Pictures aside, repeat every record below exactly.

» **Input data**:
-- Opening Marker --

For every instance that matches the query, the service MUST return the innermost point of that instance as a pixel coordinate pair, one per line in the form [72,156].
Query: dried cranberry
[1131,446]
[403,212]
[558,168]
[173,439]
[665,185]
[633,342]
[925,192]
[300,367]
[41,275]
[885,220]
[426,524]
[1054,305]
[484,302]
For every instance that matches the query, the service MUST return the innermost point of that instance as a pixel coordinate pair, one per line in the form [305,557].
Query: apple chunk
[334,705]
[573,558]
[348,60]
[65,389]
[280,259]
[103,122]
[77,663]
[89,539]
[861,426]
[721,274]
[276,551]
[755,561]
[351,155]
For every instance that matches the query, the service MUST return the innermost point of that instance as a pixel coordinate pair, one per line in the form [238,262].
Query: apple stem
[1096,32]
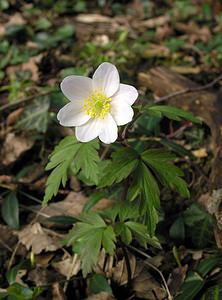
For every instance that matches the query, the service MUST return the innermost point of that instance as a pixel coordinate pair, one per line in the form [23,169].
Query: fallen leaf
[93,18]
[36,238]
[7,238]
[14,146]
[42,276]
[200,153]
[156,51]
[68,266]
[101,296]
[186,69]
[16,19]
[43,260]
[30,65]
[120,273]
[176,279]
[13,116]
[72,205]
[145,286]
[57,292]
[155,22]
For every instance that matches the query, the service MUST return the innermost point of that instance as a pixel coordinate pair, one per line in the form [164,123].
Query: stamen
[97,105]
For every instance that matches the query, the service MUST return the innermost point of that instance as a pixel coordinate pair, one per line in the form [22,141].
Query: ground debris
[38,239]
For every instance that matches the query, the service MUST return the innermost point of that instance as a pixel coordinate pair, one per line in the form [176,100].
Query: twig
[154,268]
[128,267]
[69,275]
[13,255]
[29,98]
[190,90]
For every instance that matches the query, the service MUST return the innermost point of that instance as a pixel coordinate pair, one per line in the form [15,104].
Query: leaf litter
[183,37]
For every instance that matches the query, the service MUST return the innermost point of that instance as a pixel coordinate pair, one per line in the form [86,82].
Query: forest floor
[162,48]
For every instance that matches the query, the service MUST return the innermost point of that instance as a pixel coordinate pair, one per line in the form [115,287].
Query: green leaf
[87,160]
[62,219]
[139,231]
[171,112]
[60,159]
[124,232]
[108,240]
[169,174]
[200,225]
[124,161]
[177,229]
[88,236]
[213,293]
[35,116]
[93,200]
[10,210]
[191,286]
[208,264]
[98,283]
[12,273]
[150,195]
[195,281]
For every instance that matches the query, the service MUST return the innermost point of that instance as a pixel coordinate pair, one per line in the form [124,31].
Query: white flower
[97,105]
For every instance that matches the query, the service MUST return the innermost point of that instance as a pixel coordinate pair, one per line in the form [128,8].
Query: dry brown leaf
[19,276]
[57,292]
[68,266]
[36,238]
[194,31]
[16,19]
[101,296]
[13,116]
[200,153]
[30,65]
[93,18]
[13,147]
[155,50]
[176,279]
[145,286]
[43,260]
[119,272]
[72,205]
[42,276]
[186,69]
[218,237]
[155,22]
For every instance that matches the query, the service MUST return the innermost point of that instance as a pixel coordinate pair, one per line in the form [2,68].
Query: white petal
[121,112]
[90,130]
[106,78]
[126,93]
[110,130]
[72,115]
[76,87]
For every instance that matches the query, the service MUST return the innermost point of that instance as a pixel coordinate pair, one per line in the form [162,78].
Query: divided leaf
[35,116]
[147,187]
[84,158]
[171,112]
[87,160]
[88,236]
[60,159]
[123,163]
[170,176]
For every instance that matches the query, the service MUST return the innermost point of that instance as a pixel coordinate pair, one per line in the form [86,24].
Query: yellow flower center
[97,105]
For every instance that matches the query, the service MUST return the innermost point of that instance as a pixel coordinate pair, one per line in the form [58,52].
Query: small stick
[154,268]
[190,90]
[31,97]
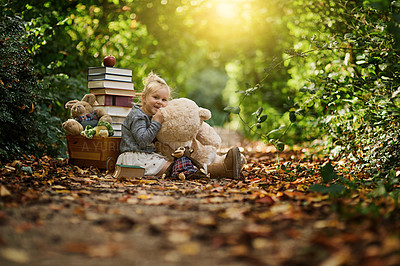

-- Closing Marker --

» **Exercise solution**:
For every instance that matches the query, the service MUST return the innermost point of that instance as a pixel coordinate pair, one per line in the form [72,156].
Query: dried cranberry
[1131,446]
[403,212]
[558,168]
[173,439]
[665,185]
[633,342]
[925,192]
[300,367]
[41,275]
[885,220]
[426,524]
[1054,305]
[484,302]
For every instance that matches the query, the service MUST return the innermost point of that instance as a pixel coordinate pair, one per line in the form [305,557].
Query: apple chunk
[334,705]
[573,558]
[348,60]
[65,389]
[280,259]
[103,122]
[77,663]
[89,539]
[861,426]
[721,274]
[276,551]
[755,561]
[351,155]
For every instance that matches the query, the service MUST return the innermost point of that instance as a pixel coordinate pair, one per line in the form [238,262].
Query: apple stem
[1096,32]
For every instance that matches the query, the service MUST return the innermost point of that instance as a pixel coordinate pair, one per line in the form [23,169].
Query: fallen leaf
[93,18]
[36,238]
[7,238]
[14,146]
[42,276]
[200,153]
[156,51]
[68,266]
[101,296]
[186,69]
[16,19]
[43,260]
[30,65]
[120,273]
[176,279]
[13,116]
[72,205]
[145,286]
[57,292]
[155,22]
For every instance that matches the query, the service MUST return the innermost point of that instance as a pixel coordinate pair, one per line in the form [164,123].
Query: stamen
[97,105]
For every instance that matches the query, the service MUST return the innermost point of that instance as a pixel coordinate pair, one per line in the form [22,141].
Query: ground debris
[38,239]
For every instance that matches the query, the service MUST return the innermost point of that instance as a pixel coordinate pair, one per line in the form [176,100].
Query: twig
[154,268]
[128,267]
[69,275]
[13,255]
[29,98]
[190,90]
For every instance that matches the query, the service MUST return the innermost point of that instance as a pixel coordinate pair, one per line in the form [15,104].
Query: leaf litter
[183,37]
For every instance that matches the query, the service MUST return the innermost point of that instance as a pixel coordinate pair, one per line in the form [86,82].
Query: forest floor
[162,48]
For every instance that matches the query, the service MUST return the innermost point of that instance as a pixel coordinate pair, one per line in the form [115,287].
Query: green leaf
[87,160]
[62,219]
[139,231]
[171,112]
[60,159]
[124,232]
[108,240]
[169,174]
[200,225]
[124,161]
[177,229]
[88,236]
[213,293]
[35,116]
[93,200]
[10,210]
[191,286]
[208,264]
[98,283]
[12,273]
[150,195]
[195,281]
For every instance that matches the query, the service MUST return the innermost point of that instance as a pixel coordinate pair, one per line in the form [124,31].
Query: white flower
[97,105]
For every instance that matches the query, the service MUST return the innermost point of that instance as a pixel coordinate pair, one per line in the form [128,8].
Query: dry brown leaf
[19,276]
[57,292]
[68,266]
[36,238]
[194,31]
[16,19]
[101,296]
[13,116]
[200,153]
[30,65]
[93,18]
[13,147]
[155,50]
[176,279]
[145,286]
[43,260]
[119,272]
[72,205]
[42,276]
[186,69]
[218,237]
[155,22]
For every instance that matches the query, the service MUST return the innermost point of that instance as a pixel coordinate pair, one per line in the form [2,68].
Query: white petal
[121,112]
[90,130]
[106,78]
[126,93]
[110,130]
[72,115]
[76,87]
For every instance that matches the query, the service MUST return the innermost point of that instance as a pixel coordinate pair, one per line in the form [162,78].
Query: divided leaf
[35,116]
[147,187]
[84,158]
[171,112]
[87,160]
[88,236]
[60,159]
[123,163]
[170,176]
For every instance that matches the query, the service MUST return the innermost point of that instance as a pixel coordinate pair, one per line in the form [86,24].
Query: yellow flower center
[97,105]
For every instance that matches the query, the service MUST return the innermost point of that instance as a pixel coordinate pair, one per line in the form [58,52].
Query: small stick
[154,268]
[190,90]
[31,97]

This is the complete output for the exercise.